* [WRITTEN PROBLEM A]:
Pull out every line of the listing below that contains the word "paddle", treating uppercase and lowercase letters as distinct.

* [SUPPLIED TEXT]:
####

Other specifications are described in Attachments 1, 2, and 3 in Appendix D.
8.3 Estimated Costs of Reducing Mercury Emissions
This section describes the estimates of total annual cost determined using the cost model
for application of Hg controls to those model plant scenarios for which PAC injection rate
algorithms could be determined (i.e., model plant scenarios 1, 4, 7, 8, 10, 13, 16, and 17). It is
important to note that cost estimates presented in this section are based on currently available
data and, as explained later, may be improved with R&D efforts and as long-term operating data
from full-scale demonstrations become available.
In general, capital costs of PAC injection-based Hg control technologies comprise a
relatively minor fraction of the total annual costs of these technologies; the major fraction is
associated with the costs related to the use of PAC.12 As an example, for application of SC+PAC
injection (ESP-4) to achieve 80 percent Hg reduction on a 975-MWe boiler firing bituminous
8-10
-------
coal and using an ESP, the capital cost contributes about 23 percent of the total annual cost.
Therefore, for such technologies, the cost assessment should be based on total annual costs.
Accordingly, total annual costs of controlling Hg emissions from coal-fired electric utility boilers
are examined in this section. These costs include annualized capital charge, annual fixed
operation and maintenance (O&M) costs, and annual variable O&M costs. Note that Reference
12 provides an examination of the contribution of various cost elements, including cost of PAC,
to total annual cost of Hg controls.
8.3.1 Bituminous-coal-fired Boiler Using CS-ESP
Several of the Hg control technologies listed in Table 8-1 are potential options for
reducing Hg emissions from a electric utility boiler that fires bituminous coal and already is
using an ESP for PM control. For boilers firing low-sulfur bituminous coals, these options
include configurations ESP-4 (SC + PAC injection) and ESP-6 (SC + PAC injection + PFF). For
large boilers firing high-sulfur bituminous coals, the options include configurations ESP-1 (PAC
injection + wet FGD) and ESP-3 (PAC injection + PFF + wet FGD). For smaller boilers
(typically less than 300 MW), these options include configuration SD/ESP-1 (SDA + PAC
injection + ESP). For each of these cases, cost estimates were determined using the cost model.
Table 8-3 presents the estimated total annual Hg control costs for a bituminous-coal-fired
boiler with existing CS-ESP. The table presents two sets of cost estimates. The first set of
estimates was made based on levels of Hg capture on fly ash using PAC injection rates derived
from the available pilot-scale test data. A subsequent review of the Part III EPA ICR data
(discussed in Section 6.2), however, suggests that levels of Hg capture higher than those
measured in the pilot-scale tests may be occurring. Consequently, the cost estimates based solely
on pilot test data for Hg control technologies applied to bituminous-coal-fired boilers using ESP
may be overstating the costs. Therefore, a second set of estimates is presented based on the
preliminary ICR results for fly ash capture of Hg (i.e., no PAC injection) in combination with the
pilot-scale results for PAC injection.

####

* [DATA PROVIDED]:
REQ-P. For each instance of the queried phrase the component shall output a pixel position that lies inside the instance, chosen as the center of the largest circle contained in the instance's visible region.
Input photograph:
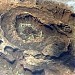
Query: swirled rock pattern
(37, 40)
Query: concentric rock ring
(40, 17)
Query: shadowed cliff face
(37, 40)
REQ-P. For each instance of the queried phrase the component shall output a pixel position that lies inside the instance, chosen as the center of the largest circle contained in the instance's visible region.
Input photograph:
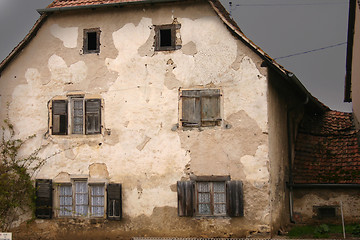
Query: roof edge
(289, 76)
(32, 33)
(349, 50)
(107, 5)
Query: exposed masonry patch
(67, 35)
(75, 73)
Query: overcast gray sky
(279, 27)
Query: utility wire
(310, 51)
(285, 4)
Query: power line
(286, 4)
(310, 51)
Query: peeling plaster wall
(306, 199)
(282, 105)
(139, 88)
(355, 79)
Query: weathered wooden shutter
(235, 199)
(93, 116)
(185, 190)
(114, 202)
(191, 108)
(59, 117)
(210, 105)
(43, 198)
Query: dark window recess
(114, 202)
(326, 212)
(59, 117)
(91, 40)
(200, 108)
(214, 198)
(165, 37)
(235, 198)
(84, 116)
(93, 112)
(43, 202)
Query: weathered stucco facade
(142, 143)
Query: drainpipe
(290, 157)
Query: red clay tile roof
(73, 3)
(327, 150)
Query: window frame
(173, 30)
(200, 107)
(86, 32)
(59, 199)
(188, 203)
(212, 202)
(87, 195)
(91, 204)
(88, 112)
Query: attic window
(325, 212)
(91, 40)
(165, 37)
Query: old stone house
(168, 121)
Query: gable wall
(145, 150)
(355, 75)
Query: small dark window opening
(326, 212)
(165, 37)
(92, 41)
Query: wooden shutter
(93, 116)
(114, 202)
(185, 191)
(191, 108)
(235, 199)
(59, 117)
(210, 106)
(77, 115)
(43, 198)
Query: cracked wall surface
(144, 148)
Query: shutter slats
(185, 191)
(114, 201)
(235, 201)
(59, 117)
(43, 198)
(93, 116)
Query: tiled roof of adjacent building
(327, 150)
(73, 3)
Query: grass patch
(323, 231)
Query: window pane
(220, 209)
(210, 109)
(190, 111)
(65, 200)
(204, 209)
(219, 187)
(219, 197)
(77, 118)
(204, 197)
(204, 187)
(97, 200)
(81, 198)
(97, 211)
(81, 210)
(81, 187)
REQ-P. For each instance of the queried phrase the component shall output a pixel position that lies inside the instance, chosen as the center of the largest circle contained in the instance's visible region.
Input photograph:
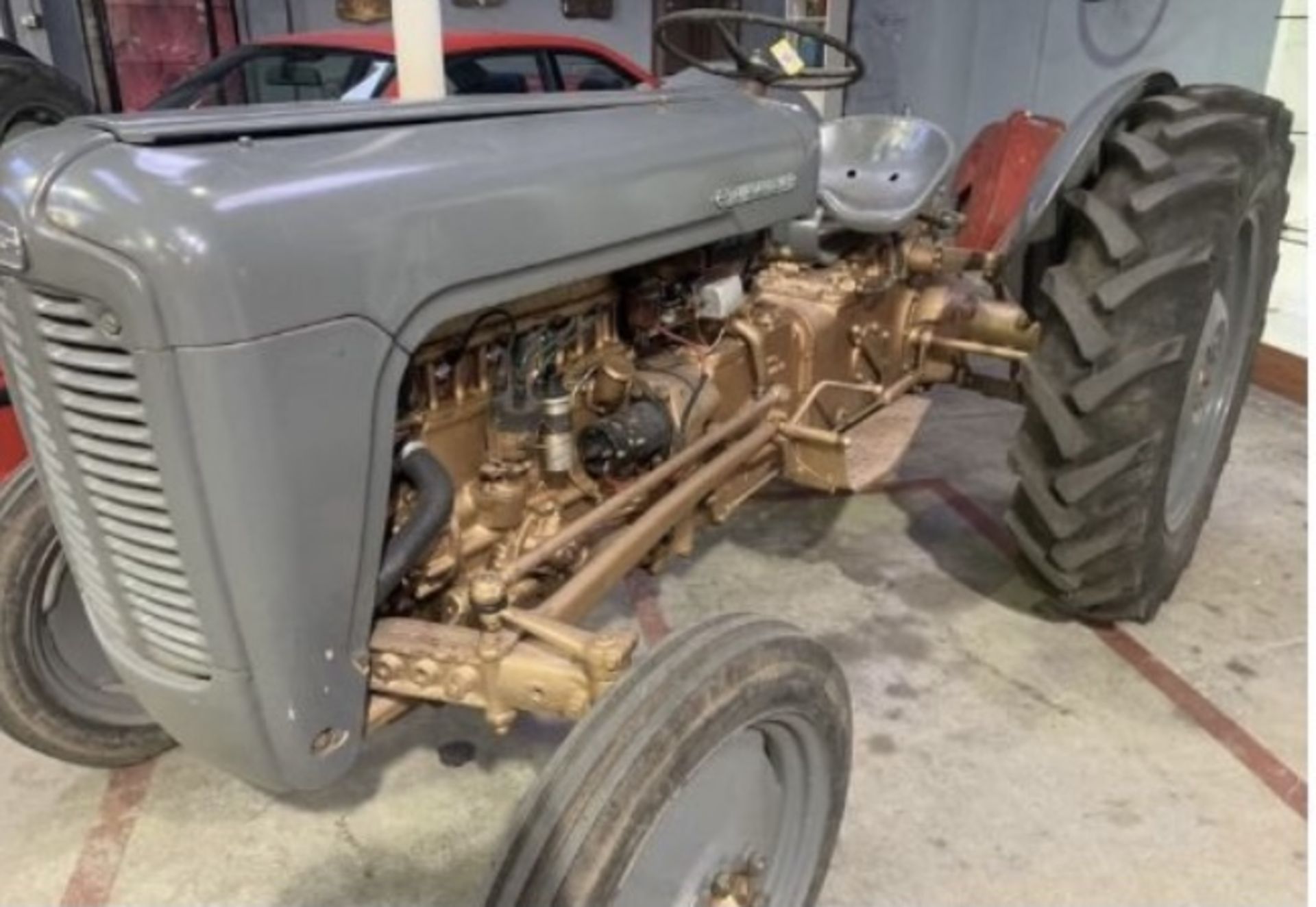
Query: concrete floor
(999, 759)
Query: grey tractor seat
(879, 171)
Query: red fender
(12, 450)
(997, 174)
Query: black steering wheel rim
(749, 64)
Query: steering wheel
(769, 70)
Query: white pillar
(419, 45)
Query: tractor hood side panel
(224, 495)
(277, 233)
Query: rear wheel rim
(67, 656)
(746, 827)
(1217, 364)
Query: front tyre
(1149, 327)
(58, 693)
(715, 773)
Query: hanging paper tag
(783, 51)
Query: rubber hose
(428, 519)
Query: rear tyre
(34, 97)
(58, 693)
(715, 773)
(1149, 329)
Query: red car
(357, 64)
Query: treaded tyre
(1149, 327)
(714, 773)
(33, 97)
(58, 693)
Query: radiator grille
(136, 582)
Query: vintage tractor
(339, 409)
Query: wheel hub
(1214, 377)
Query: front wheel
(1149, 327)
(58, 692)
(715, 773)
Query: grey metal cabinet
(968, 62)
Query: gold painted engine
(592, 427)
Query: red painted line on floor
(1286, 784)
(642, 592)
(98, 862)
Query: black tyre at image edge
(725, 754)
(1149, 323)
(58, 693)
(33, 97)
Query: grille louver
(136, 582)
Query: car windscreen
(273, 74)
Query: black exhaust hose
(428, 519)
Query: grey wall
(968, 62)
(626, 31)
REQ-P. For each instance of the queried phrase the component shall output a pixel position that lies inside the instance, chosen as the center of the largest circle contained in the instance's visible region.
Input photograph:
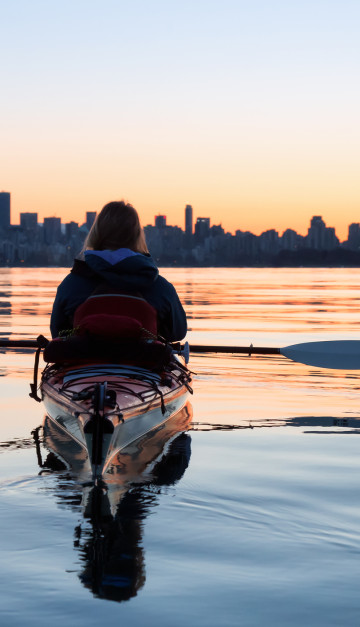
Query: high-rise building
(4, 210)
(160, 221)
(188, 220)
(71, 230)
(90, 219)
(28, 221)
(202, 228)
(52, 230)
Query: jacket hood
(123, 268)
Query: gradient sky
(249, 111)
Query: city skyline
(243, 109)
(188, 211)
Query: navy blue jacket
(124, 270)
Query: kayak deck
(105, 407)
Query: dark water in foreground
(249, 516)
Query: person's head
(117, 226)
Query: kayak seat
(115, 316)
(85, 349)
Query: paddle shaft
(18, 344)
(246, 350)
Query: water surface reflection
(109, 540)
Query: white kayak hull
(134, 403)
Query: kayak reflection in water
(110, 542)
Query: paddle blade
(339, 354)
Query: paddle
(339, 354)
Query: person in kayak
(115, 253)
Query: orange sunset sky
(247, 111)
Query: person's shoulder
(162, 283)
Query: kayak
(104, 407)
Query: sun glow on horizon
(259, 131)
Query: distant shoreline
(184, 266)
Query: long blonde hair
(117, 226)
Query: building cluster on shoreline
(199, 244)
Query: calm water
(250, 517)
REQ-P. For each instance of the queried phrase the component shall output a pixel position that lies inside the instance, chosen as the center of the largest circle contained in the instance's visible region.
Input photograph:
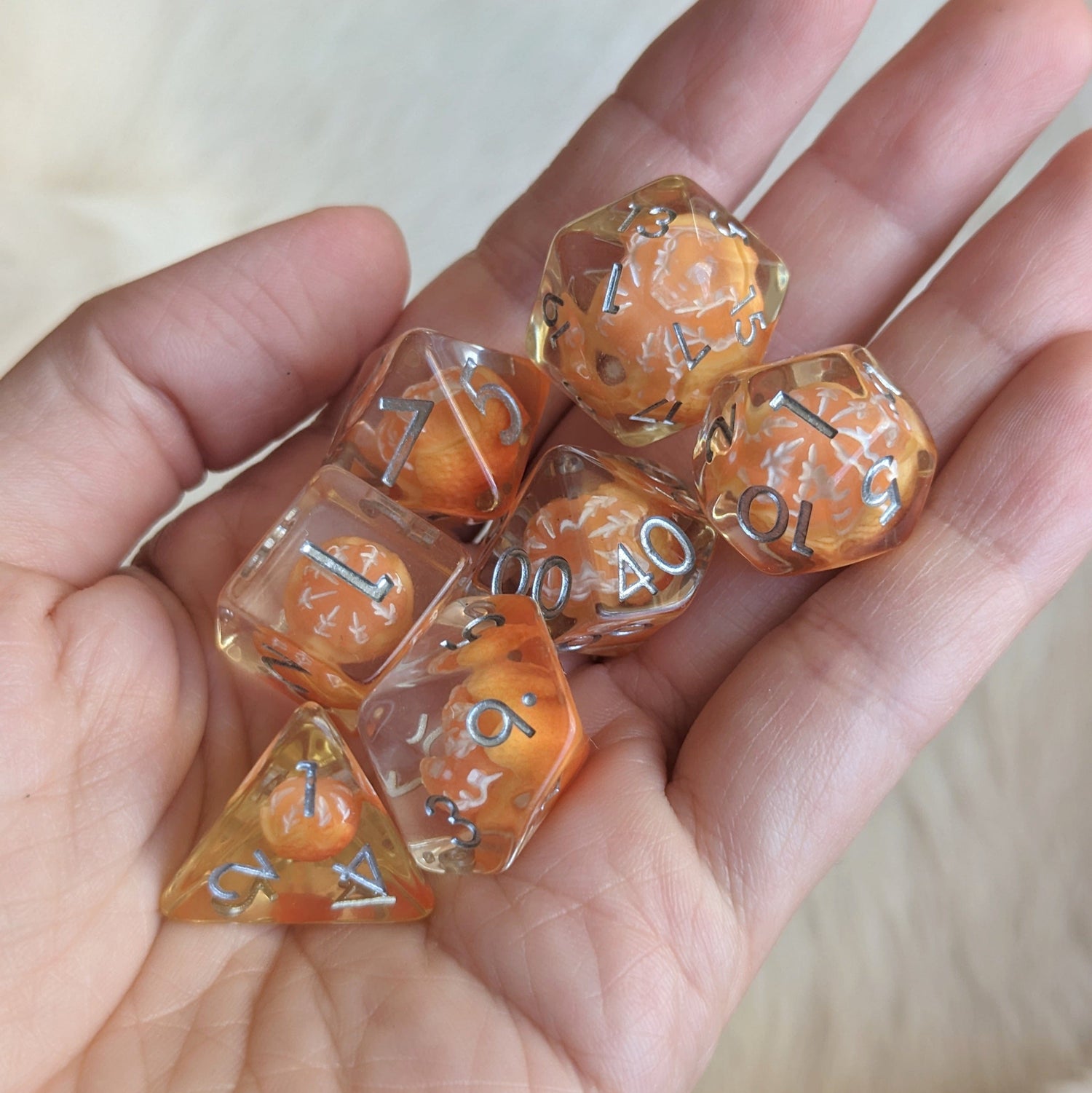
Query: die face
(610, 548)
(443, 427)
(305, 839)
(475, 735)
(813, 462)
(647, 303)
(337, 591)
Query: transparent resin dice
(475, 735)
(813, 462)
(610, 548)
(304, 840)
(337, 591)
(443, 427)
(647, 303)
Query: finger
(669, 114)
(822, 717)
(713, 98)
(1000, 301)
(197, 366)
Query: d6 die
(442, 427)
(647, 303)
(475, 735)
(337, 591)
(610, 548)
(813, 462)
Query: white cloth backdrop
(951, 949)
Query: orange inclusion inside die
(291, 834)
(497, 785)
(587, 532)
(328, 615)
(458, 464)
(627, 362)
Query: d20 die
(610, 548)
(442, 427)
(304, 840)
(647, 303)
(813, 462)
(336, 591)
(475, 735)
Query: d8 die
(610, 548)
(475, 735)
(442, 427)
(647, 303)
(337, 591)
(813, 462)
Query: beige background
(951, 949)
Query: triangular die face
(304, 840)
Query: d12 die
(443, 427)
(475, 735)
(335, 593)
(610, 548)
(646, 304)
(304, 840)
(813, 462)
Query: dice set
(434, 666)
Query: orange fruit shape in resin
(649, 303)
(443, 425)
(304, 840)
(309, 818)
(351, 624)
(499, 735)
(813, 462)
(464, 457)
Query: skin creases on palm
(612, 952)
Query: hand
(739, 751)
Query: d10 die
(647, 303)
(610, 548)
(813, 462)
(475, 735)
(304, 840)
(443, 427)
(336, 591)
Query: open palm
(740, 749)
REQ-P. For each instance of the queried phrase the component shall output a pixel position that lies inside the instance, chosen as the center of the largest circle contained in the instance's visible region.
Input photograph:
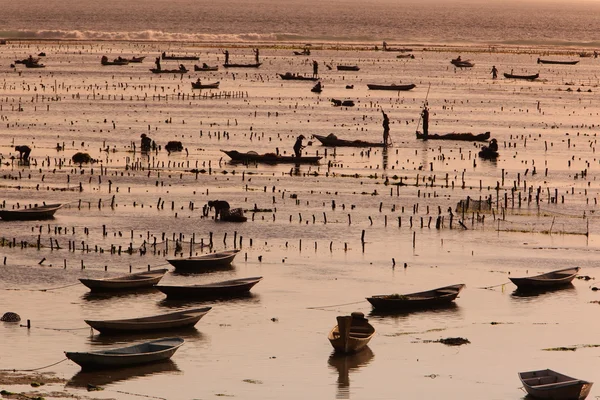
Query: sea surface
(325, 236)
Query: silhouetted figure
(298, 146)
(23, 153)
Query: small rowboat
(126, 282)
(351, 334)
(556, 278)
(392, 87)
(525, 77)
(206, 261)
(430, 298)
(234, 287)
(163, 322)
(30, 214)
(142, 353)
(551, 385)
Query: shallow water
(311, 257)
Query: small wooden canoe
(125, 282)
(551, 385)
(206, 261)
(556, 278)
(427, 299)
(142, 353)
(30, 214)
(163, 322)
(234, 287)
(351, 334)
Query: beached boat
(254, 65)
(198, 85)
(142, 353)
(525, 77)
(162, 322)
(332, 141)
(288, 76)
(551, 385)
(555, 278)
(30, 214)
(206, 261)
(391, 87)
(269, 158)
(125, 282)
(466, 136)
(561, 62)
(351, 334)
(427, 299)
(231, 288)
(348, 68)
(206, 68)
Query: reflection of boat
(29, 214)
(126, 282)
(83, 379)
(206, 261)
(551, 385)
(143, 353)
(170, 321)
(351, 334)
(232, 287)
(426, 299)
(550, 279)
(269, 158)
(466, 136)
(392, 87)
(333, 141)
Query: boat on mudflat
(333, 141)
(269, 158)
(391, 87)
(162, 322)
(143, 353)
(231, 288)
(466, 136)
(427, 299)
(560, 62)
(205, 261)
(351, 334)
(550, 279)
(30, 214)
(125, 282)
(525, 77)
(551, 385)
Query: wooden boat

####

* [WRITTEN PROBLEM B]:
From the mercury control cost text above, list every control configuration designation it names, each with the components given in its parentheses.

* [WRITTEN REPLY A]:
Query: paddle shaft
Query: paddle blade
Query: paddle

* [WRITTEN REPLY B]:
ESP-4 (SC + PAC injection)
ESP-6 (SC + PAC injection + PFF)
ESP-1 (PAC injection + wet FGD)
ESP-3 (PAC injection + PFF + wet FGD)
SD/ESP-1 (SDA + PAC injection + ESP)